++++ Available data

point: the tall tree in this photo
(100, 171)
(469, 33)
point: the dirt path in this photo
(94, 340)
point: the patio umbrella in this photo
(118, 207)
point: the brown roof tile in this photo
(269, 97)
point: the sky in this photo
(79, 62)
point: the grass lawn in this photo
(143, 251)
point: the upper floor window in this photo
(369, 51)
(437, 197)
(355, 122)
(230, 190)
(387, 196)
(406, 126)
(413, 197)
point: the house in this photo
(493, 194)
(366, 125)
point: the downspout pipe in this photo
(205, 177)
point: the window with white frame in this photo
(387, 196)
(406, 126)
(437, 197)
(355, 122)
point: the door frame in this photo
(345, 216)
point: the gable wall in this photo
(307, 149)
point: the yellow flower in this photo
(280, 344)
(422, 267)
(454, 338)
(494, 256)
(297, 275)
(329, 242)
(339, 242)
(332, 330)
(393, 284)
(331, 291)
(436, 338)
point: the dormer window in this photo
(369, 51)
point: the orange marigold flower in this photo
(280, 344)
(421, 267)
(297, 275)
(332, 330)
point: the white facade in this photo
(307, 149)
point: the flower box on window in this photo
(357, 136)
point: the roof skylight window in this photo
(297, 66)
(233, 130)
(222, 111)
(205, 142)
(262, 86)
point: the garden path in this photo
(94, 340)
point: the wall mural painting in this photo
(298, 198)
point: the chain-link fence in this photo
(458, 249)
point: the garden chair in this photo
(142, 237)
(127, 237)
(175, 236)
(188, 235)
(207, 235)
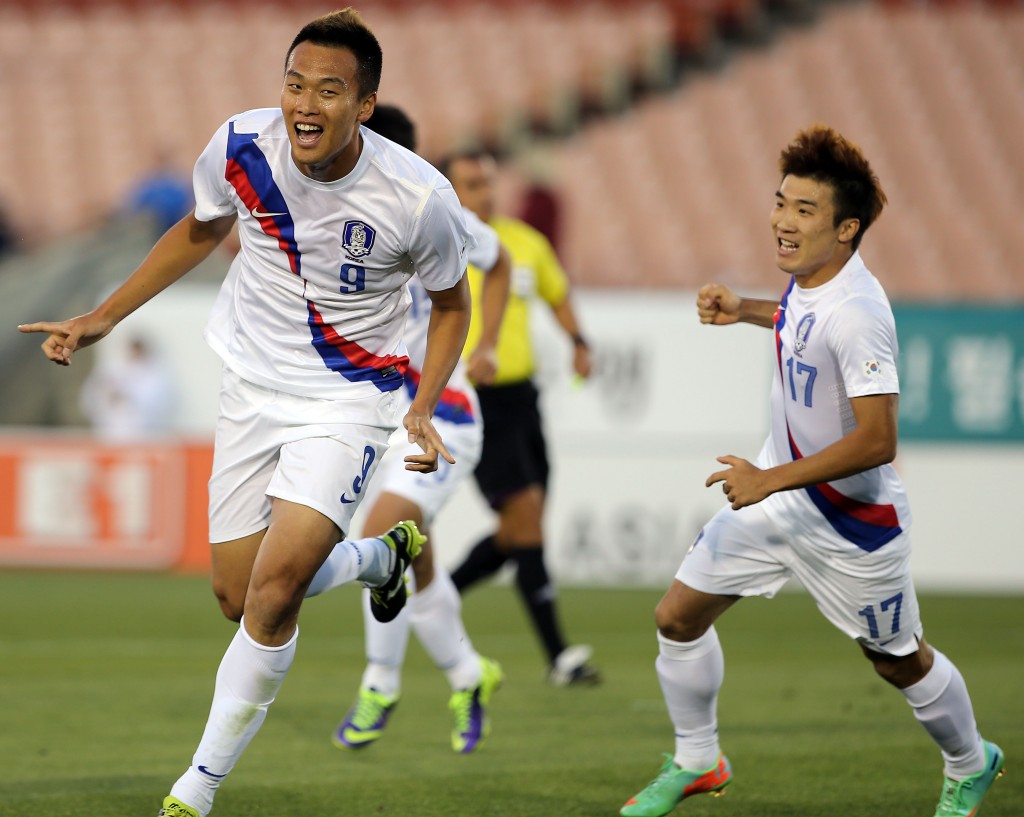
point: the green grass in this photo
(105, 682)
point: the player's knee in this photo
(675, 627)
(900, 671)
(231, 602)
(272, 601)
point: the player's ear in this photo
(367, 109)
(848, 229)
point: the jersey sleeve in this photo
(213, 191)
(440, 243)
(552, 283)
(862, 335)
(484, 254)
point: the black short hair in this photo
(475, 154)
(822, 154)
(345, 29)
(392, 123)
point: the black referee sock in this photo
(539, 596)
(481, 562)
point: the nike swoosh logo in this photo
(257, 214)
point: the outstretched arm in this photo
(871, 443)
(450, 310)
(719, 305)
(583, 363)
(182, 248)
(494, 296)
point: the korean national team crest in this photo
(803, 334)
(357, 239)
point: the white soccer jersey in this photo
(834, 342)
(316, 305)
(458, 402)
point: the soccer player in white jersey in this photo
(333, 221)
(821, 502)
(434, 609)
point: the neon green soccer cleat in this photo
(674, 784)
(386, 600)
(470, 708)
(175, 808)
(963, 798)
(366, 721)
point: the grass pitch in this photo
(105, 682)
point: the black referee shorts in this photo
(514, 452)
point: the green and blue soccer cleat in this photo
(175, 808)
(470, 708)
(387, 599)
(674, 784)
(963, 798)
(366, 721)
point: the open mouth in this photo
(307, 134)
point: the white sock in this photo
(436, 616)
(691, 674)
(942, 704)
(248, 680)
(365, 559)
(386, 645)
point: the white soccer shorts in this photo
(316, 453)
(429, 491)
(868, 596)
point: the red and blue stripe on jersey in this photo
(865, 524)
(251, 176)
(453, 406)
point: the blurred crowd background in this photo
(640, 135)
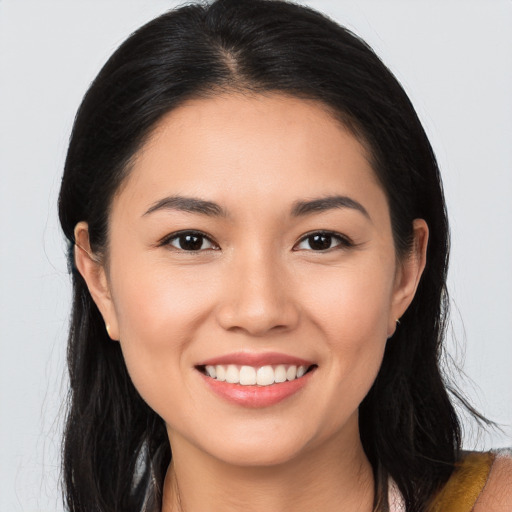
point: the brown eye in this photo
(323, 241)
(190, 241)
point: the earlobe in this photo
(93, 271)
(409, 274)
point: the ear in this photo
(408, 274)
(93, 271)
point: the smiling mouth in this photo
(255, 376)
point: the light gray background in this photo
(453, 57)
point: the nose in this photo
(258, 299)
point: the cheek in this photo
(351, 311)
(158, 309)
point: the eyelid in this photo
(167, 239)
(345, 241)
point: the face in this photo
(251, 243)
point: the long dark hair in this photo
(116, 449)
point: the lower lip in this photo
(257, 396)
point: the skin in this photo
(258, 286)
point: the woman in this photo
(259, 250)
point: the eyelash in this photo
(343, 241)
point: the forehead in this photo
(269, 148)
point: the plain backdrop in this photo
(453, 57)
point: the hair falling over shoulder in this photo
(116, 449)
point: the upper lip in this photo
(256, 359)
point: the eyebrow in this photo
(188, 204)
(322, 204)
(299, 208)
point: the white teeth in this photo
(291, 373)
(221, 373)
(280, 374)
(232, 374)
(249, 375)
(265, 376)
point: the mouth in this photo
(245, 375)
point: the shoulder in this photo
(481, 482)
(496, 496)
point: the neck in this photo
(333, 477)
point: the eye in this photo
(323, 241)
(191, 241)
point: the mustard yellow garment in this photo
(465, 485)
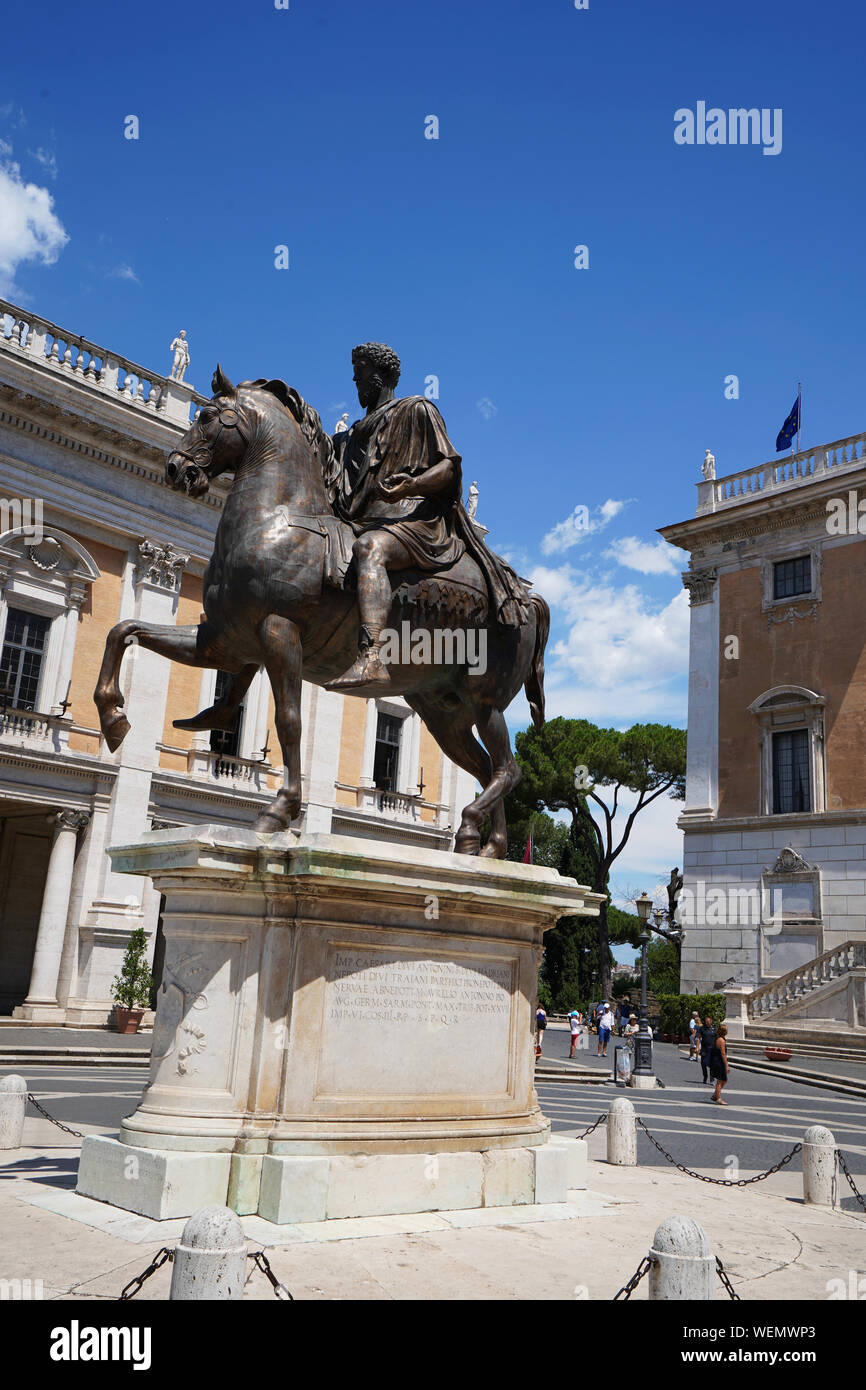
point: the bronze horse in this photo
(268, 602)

++++++++
++++ Available data

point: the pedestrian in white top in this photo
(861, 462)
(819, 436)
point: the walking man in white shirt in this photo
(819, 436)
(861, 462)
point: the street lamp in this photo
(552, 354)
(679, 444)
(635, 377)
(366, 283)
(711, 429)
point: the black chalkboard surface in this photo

++++++++

Exercise – How many of the lines above contain the word "sock"? Give only the number.

Final result – 2